Only the line containing "Identify every instance of the breakfast" and the lines after it, through the end of the data below, are to be returned, each exactly as it stands.

[Start of section]

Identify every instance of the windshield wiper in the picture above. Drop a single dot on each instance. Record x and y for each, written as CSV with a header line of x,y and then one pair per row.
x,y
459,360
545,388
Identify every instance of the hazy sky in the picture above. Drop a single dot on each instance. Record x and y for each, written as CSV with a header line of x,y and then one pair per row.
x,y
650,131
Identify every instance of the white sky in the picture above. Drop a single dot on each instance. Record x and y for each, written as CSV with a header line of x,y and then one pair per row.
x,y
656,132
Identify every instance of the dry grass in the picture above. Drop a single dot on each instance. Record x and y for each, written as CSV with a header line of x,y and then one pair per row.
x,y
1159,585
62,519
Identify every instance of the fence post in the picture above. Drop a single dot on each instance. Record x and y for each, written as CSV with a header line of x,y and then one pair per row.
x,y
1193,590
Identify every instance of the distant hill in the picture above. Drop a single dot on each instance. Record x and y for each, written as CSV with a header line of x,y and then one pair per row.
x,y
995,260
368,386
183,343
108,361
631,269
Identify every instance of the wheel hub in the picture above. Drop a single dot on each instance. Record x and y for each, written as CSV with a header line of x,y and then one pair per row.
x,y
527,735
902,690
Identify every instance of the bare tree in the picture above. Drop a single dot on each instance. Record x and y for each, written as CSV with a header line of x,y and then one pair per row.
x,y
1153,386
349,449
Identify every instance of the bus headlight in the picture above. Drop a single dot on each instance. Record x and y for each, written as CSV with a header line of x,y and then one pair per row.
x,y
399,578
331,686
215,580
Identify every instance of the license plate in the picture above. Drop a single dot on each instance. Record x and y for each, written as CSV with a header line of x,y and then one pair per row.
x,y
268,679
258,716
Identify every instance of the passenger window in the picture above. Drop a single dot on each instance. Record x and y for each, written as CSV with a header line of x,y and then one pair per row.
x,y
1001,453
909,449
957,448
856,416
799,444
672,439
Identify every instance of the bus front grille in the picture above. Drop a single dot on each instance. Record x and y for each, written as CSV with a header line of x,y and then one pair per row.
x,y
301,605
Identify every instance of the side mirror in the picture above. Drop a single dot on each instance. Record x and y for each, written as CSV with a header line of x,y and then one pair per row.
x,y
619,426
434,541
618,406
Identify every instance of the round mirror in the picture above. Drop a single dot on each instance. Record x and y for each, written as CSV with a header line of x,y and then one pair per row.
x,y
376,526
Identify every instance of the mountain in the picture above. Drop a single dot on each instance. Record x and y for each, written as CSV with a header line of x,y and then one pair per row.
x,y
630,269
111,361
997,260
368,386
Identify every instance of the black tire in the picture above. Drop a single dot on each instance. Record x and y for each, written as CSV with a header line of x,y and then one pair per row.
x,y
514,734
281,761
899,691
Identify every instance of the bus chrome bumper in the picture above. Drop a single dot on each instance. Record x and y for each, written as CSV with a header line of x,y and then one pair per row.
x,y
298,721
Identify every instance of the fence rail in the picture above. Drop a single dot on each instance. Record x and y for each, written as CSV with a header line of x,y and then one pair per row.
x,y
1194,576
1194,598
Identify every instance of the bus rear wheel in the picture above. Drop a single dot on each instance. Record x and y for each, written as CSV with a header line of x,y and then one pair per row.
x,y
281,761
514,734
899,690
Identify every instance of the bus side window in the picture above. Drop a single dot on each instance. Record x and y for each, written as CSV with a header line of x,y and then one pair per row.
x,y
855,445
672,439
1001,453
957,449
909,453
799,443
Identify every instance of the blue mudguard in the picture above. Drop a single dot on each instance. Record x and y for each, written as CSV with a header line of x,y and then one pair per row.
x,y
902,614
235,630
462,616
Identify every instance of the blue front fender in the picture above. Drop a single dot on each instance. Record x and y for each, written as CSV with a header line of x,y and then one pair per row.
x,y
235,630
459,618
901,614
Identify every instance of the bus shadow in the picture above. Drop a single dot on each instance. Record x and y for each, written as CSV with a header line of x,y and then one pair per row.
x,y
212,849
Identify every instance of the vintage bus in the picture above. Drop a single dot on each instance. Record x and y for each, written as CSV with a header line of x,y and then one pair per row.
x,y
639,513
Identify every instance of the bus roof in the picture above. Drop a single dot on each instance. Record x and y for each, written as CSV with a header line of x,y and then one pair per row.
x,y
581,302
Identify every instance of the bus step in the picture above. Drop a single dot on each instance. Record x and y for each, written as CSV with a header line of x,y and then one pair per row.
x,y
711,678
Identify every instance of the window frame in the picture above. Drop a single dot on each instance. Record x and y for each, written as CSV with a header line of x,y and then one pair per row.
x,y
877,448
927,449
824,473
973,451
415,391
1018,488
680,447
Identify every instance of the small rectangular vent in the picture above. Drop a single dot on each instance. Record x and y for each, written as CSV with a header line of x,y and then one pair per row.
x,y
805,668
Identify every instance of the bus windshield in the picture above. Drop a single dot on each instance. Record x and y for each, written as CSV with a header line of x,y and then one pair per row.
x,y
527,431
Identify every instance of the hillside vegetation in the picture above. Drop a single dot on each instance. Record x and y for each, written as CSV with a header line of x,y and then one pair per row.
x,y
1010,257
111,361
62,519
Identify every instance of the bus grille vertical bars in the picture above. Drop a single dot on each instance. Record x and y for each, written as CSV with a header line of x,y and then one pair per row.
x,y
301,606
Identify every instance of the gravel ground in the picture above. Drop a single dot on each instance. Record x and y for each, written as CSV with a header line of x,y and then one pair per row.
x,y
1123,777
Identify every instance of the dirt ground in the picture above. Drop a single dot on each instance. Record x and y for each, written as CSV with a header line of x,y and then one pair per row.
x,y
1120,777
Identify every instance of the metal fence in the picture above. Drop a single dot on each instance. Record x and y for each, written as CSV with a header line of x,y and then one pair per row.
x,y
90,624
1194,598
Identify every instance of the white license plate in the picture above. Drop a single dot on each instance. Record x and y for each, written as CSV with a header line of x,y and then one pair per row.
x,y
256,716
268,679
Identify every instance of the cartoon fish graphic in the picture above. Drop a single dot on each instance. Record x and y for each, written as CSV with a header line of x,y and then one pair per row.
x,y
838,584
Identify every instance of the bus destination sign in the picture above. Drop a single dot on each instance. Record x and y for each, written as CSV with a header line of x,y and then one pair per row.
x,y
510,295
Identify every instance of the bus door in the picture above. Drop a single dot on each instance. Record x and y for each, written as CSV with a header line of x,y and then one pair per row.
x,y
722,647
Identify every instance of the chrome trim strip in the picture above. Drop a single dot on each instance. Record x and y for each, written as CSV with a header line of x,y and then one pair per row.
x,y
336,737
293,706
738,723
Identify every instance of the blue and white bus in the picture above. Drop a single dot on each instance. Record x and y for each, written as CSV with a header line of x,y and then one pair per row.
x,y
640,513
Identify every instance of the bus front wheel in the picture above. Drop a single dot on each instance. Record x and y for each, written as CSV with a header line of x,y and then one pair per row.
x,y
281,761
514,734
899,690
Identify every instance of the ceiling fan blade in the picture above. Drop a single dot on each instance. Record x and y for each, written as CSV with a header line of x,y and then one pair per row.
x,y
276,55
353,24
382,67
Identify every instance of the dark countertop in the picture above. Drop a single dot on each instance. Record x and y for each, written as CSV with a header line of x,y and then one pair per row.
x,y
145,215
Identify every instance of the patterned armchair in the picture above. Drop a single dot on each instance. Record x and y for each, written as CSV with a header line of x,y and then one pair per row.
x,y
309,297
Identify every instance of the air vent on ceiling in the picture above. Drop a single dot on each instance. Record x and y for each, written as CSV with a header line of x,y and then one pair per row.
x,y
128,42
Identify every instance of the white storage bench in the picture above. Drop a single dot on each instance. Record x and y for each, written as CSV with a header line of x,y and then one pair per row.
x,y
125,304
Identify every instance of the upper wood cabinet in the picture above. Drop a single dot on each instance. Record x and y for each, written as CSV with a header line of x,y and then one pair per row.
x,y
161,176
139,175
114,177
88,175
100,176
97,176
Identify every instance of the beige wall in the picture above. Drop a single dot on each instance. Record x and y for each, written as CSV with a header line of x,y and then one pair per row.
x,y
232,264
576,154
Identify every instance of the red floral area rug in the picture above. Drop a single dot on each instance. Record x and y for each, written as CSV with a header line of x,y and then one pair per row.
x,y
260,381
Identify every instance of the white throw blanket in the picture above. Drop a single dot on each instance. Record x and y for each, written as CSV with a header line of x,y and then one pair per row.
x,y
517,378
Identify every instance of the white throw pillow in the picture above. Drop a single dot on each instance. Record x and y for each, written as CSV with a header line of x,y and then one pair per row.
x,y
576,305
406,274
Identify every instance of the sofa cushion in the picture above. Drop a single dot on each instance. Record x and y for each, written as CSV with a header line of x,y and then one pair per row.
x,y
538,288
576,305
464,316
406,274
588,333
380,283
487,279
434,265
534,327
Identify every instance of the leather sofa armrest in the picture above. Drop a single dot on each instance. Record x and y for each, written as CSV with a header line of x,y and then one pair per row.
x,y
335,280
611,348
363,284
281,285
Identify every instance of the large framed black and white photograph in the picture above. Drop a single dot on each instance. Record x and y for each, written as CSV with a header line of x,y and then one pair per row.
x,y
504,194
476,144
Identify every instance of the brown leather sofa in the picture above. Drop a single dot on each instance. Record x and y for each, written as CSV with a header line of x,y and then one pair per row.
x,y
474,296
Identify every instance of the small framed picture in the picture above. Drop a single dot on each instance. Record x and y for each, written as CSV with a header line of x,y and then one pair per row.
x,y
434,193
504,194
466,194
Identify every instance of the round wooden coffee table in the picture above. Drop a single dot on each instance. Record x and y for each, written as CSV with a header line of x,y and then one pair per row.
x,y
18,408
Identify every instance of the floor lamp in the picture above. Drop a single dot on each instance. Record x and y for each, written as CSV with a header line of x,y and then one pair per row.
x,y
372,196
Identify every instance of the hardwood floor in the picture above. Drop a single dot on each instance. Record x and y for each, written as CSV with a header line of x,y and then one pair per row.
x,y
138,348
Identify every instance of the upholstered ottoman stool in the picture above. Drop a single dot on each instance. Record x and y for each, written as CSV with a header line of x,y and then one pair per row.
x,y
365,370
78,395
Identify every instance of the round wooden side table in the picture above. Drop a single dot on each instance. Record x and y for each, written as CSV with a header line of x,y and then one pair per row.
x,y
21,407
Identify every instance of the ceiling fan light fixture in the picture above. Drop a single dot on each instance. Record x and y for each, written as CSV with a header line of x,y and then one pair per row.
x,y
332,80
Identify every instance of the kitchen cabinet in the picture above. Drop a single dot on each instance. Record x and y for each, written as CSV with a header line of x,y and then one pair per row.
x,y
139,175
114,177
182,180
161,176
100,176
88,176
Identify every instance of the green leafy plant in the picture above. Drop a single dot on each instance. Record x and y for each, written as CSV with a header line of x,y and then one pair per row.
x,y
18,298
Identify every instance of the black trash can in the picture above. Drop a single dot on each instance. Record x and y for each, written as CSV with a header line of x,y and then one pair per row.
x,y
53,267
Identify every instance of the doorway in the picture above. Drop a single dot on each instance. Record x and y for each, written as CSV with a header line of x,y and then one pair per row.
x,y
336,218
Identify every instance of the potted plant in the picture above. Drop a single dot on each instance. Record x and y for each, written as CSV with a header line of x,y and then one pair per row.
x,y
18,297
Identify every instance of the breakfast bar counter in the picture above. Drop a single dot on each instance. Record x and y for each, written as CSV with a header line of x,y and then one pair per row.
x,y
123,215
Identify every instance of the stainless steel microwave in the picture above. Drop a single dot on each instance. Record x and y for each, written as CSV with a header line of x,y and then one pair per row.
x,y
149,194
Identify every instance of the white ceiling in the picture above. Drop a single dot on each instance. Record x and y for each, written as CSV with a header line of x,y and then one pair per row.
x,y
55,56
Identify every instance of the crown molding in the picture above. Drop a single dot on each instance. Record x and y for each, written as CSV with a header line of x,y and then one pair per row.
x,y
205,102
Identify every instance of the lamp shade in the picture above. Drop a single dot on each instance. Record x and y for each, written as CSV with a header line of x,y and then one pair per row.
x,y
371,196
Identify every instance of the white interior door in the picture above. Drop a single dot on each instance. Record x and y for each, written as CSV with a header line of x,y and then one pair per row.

[End of section]

Answer section:
Identify every instance of the breakfast bar counter in the picture above. Drop a single dot on each instance. Record x and y for each, written as CSV with a header line of x,y and then one pair per row.
x,y
123,215
Identify every instance of the stainless steel microwave in the picture above. Drop a single dot on each instance. Record x and y for each, written as CSV with a header line of x,y and then one pair per row.
x,y
149,194
Identify every instance of the white ceiling in the picture above. Drop a single dot on each instance. Record x and y for each, written as CSV with a header line of x,y and then one pair per row.
x,y
55,56
Identify every instance of the crown molding in the picture above. Drop a single dot on each instance. Record x and y for each, written as CSV with a header line of x,y and then one pair per row.
x,y
205,102
Identify every instance of the lamp shade in the picture above. Drop a single dot on each instance. Record x and y for each, written as CSV with a header line of x,y and then one pair per row.
x,y
371,196
Identify every instance of the white interior door in the picture above. Drop a single dot on each instance. Record x and y for each, written as CSV with a header line of x,y and then one pair per row.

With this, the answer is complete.